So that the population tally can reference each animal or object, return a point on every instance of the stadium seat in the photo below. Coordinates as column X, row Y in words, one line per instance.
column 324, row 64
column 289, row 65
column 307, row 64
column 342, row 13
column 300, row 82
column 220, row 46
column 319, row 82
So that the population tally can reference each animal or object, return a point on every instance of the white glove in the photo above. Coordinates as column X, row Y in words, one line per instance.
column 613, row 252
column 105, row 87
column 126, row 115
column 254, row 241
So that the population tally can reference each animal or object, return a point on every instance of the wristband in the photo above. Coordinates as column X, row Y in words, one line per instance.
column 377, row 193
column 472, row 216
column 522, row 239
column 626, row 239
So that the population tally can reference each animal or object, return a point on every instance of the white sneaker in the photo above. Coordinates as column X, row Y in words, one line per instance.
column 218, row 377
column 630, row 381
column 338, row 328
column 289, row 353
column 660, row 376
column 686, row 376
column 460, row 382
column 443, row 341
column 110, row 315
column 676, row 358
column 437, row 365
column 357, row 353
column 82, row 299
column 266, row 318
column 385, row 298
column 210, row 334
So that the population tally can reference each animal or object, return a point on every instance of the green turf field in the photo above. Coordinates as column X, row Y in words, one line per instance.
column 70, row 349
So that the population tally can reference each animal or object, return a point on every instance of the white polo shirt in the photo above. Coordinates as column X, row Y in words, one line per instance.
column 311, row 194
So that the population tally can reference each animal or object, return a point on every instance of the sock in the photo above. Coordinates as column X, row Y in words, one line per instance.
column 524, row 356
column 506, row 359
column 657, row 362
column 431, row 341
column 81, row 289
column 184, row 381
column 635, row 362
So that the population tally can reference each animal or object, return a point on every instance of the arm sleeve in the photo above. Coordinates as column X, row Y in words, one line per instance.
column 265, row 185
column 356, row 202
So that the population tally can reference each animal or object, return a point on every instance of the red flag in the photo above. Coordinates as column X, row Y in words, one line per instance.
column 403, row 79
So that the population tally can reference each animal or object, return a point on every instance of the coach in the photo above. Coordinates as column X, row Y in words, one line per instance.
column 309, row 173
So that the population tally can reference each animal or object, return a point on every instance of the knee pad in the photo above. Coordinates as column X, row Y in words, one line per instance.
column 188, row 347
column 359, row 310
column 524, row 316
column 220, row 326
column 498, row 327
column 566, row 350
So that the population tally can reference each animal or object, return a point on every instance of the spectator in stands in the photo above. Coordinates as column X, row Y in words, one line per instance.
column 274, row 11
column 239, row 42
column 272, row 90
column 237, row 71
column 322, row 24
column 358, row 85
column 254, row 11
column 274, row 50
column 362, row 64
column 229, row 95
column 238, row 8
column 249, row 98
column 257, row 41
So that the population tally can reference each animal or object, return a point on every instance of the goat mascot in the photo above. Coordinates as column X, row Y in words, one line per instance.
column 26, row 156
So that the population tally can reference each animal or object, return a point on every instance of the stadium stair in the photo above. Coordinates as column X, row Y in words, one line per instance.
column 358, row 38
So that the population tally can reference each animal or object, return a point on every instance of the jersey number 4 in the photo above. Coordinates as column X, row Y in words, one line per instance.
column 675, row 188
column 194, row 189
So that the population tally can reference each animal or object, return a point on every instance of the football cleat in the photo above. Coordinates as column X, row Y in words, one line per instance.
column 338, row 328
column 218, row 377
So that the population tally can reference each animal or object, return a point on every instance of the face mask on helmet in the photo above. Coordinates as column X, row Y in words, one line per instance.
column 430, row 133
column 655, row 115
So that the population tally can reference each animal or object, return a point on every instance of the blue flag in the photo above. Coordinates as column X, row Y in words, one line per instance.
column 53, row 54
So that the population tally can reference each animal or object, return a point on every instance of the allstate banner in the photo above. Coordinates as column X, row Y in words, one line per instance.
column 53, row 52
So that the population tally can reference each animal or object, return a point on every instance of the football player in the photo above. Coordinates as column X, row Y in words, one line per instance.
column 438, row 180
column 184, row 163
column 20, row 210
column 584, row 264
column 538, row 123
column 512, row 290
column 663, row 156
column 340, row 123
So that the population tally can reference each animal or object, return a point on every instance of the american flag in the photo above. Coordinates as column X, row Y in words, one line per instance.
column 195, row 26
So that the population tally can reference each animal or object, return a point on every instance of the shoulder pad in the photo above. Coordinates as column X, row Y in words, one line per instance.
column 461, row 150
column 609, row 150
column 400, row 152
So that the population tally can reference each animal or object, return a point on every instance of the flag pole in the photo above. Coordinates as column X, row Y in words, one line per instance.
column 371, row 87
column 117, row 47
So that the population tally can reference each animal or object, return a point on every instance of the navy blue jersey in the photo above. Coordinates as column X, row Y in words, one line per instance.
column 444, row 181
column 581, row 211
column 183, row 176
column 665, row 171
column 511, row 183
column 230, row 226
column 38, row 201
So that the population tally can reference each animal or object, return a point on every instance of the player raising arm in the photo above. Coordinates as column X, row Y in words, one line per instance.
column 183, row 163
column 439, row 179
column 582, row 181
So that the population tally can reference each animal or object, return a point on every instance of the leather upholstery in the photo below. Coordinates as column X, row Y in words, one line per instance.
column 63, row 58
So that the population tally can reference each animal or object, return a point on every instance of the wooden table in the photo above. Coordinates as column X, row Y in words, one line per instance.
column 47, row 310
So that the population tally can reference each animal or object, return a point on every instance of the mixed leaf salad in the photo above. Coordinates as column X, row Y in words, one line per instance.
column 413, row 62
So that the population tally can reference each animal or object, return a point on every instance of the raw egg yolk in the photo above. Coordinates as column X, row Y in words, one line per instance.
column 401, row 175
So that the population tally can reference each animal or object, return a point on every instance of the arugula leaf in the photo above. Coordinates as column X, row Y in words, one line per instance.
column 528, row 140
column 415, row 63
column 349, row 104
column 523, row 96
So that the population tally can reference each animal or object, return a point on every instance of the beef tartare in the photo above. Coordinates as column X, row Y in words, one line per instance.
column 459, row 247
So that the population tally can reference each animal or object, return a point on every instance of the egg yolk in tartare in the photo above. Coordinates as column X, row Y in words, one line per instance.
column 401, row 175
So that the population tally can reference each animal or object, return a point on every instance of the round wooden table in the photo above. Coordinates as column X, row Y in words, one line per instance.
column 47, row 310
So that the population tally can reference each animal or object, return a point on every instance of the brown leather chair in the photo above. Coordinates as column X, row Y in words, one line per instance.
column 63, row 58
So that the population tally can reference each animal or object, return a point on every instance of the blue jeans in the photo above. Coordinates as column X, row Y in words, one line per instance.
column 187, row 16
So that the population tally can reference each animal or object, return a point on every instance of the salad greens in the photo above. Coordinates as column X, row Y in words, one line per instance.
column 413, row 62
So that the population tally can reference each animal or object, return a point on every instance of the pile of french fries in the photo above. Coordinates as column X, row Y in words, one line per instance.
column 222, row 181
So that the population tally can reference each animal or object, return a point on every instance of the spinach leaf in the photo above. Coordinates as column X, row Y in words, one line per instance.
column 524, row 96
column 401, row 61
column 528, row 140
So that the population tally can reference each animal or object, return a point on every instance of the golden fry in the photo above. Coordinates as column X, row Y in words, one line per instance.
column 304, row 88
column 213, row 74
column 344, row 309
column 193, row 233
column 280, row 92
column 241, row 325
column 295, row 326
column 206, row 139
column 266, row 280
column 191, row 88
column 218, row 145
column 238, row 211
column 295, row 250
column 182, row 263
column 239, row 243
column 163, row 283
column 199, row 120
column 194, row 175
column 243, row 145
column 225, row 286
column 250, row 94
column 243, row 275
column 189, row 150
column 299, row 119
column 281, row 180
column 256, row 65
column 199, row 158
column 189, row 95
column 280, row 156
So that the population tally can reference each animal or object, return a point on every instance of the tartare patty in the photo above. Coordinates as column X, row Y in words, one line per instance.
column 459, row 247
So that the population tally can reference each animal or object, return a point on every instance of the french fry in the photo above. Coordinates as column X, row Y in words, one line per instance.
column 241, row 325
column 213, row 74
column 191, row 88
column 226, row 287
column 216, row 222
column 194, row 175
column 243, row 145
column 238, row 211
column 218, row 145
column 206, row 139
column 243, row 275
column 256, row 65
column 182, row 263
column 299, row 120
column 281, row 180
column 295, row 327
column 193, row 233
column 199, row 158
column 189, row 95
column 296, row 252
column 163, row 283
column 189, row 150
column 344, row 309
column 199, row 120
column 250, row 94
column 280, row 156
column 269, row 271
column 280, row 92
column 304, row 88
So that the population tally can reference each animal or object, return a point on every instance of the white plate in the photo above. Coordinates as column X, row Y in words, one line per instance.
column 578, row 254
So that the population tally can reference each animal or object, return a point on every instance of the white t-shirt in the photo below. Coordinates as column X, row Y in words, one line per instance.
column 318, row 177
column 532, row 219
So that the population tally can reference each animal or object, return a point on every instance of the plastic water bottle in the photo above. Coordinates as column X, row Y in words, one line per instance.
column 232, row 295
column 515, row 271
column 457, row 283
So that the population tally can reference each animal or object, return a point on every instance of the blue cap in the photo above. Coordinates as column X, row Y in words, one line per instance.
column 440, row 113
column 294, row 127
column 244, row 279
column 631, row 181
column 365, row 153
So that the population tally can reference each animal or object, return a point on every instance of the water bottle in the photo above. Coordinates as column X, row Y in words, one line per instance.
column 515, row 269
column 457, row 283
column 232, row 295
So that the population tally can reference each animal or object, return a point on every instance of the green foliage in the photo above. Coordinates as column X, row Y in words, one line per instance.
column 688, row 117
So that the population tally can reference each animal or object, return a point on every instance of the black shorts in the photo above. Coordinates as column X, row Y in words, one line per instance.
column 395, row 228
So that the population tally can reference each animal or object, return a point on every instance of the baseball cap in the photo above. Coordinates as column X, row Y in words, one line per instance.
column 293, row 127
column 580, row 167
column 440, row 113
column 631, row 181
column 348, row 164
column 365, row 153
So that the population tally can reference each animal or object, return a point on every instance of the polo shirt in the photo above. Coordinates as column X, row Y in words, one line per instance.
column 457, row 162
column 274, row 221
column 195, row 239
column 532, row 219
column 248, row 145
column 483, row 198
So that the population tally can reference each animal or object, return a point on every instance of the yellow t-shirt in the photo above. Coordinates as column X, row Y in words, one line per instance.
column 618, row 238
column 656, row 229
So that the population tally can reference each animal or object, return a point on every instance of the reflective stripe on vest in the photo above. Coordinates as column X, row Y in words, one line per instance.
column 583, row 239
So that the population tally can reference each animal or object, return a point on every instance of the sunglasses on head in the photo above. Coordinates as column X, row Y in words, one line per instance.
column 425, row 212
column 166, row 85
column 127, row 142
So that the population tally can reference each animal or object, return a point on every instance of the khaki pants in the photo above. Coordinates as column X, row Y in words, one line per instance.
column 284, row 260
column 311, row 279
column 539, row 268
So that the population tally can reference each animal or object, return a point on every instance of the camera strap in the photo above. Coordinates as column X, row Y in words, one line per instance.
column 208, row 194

SHORT PROBLEM
Rewrite only the material from the line with "the red flag" up to and including the line with "column 26, row 156", putting "inventory count" wherever "population tally" appears and keeping every other word the same.

ANSWER FOR THIS EXERCISE
So that the inventory count can reference each animal or object, return a point on every instance of the red flag in the photo above. Coordinates as column X, row Y in words, one line per instance.
column 403, row 79
So that the inventory count can reference each animal or object, return a point on every instance of the coach in the photo above. Coordinates as column X, row Y in words, one line per instance.
column 309, row 173
So that the inventory count can reference each animal or object, return a point on every instance of the knee pad in the photo above. Coordinates as column X, row Y in words, one line per instance.
column 188, row 347
column 359, row 310
column 524, row 316
column 220, row 326
column 498, row 327
column 566, row 350
So that the inventory count can reference each animal or object, return a point on every instance of the spectator in stands in the photo above. Coordinates as column X, row Y in words, one line per instance.
column 274, row 11
column 239, row 42
column 272, row 90
column 237, row 71
column 322, row 24
column 358, row 85
column 254, row 11
column 274, row 50
column 362, row 64
column 229, row 95
column 238, row 8
column 249, row 98
column 257, row 41
So that the inventory count can reference each animal or object, return a point on every instance of the goat mascot in the photo above. Coordinates as column X, row Y in words, one line per instance.
column 26, row 156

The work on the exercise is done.